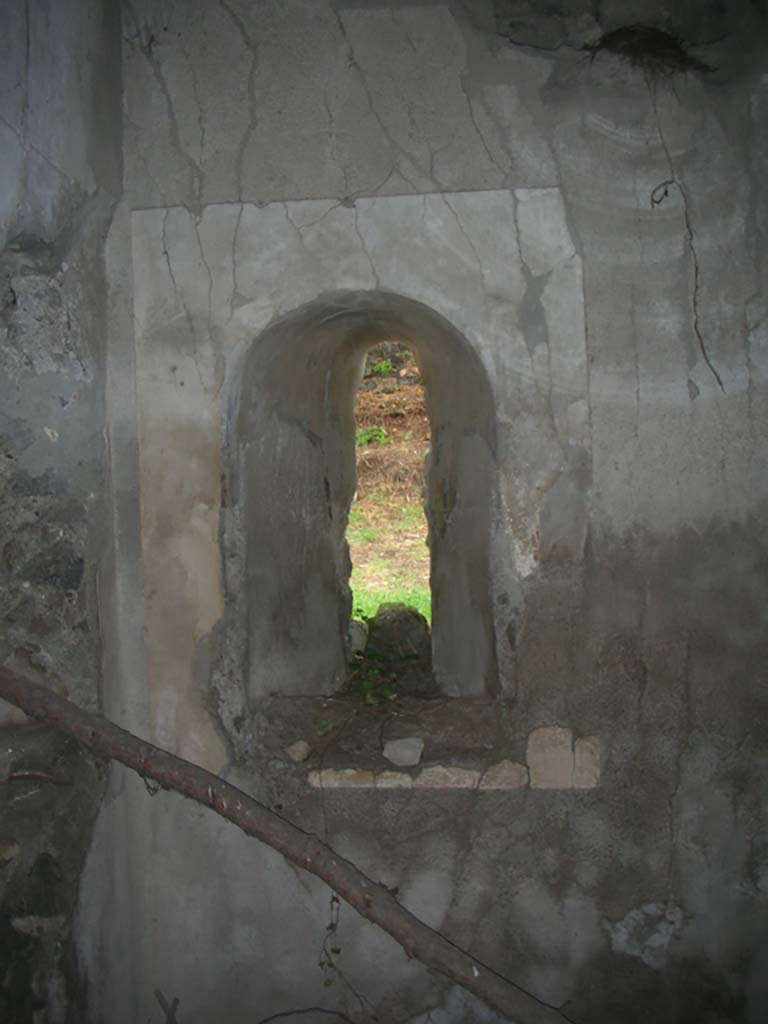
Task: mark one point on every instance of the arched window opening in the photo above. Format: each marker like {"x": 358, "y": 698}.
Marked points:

* * *

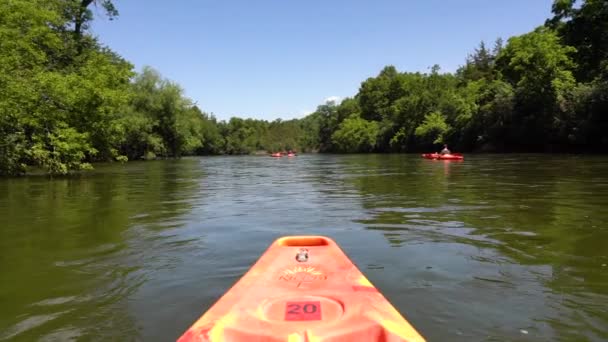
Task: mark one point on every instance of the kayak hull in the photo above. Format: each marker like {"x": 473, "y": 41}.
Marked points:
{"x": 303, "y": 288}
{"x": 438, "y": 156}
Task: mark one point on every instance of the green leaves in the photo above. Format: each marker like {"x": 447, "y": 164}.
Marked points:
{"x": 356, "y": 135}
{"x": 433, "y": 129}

Work task:
Please list every line of the records that contains "each".

Response for this exercise:
Task: mark one point on every instance of the arched window opening in the photo above. Format: each marker like {"x": 358, "y": 698}.
Task: mark one point on every instance of the kayak hull in the photo above. Format: each marker like {"x": 473, "y": 41}.
Task: mark one point on every instance of the green leaves in the photo above. Format: each marker like {"x": 447, "y": 164}.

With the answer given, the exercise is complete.